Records
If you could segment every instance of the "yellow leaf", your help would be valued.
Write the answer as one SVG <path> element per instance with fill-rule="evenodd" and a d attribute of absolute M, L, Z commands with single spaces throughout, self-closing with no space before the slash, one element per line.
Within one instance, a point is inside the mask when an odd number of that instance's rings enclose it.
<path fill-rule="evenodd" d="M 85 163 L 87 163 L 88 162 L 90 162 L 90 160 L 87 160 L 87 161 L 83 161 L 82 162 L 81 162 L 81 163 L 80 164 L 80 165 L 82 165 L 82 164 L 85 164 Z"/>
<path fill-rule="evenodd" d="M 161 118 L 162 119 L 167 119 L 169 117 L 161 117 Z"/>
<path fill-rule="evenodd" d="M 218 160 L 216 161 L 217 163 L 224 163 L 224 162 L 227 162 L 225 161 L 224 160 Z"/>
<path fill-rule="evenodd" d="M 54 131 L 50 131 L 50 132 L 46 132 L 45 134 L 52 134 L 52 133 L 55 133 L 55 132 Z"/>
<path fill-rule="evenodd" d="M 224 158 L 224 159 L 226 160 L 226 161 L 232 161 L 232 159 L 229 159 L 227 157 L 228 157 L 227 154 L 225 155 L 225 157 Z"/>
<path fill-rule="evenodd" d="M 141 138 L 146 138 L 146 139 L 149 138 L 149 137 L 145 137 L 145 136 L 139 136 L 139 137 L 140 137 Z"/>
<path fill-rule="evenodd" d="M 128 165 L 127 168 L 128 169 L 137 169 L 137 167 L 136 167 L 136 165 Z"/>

* GOAL OF THE EXERCISE
Could you rewrite all of the material above as a JSON list of strings, one string per line, leaving out any blank lines?

* EXPECTED ANSWER
[
  "If you could segment every instance of the \"yellow leaf\", your help would be valued.",
  "Write the answer as one SVG <path> element per instance with fill-rule=\"evenodd\" and a d attribute of absolute M, L, Z commands with single spaces throughout, self-closing with no space before the slash, one element per line.",
  "Within one instance, a point is inside the mask when an odd number of that instance's rings enclose it.",
  "<path fill-rule=\"evenodd\" d=\"M 85 163 L 87 163 L 88 162 L 90 162 L 90 160 L 87 160 L 87 161 L 83 161 L 82 162 L 81 162 L 81 163 L 80 164 L 80 165 L 82 165 L 82 164 L 85 164 Z\"/>",
  "<path fill-rule=\"evenodd\" d=\"M 161 118 L 162 119 L 167 119 L 169 117 L 161 117 Z\"/>",
  "<path fill-rule=\"evenodd\" d=\"M 218 160 L 216 161 L 217 163 L 224 163 L 224 162 L 227 162 L 225 161 L 224 160 Z\"/>",
  "<path fill-rule=\"evenodd\" d=\"M 54 131 L 50 131 L 50 132 L 46 132 L 45 134 L 52 134 L 52 133 L 55 133 L 55 132 Z\"/>",
  "<path fill-rule=\"evenodd\" d=\"M 224 158 L 224 159 L 226 160 L 226 161 L 232 161 L 232 159 L 229 159 L 227 157 L 228 157 L 227 154 L 225 155 L 225 157 Z\"/>",
  "<path fill-rule=\"evenodd\" d=\"M 141 138 L 146 138 L 146 139 L 149 138 L 149 137 L 145 137 L 145 136 L 139 136 L 139 137 L 140 137 Z\"/>",
  "<path fill-rule=\"evenodd\" d=\"M 128 165 L 127 168 L 128 169 L 137 169 L 137 167 L 136 167 L 136 165 Z\"/>"
]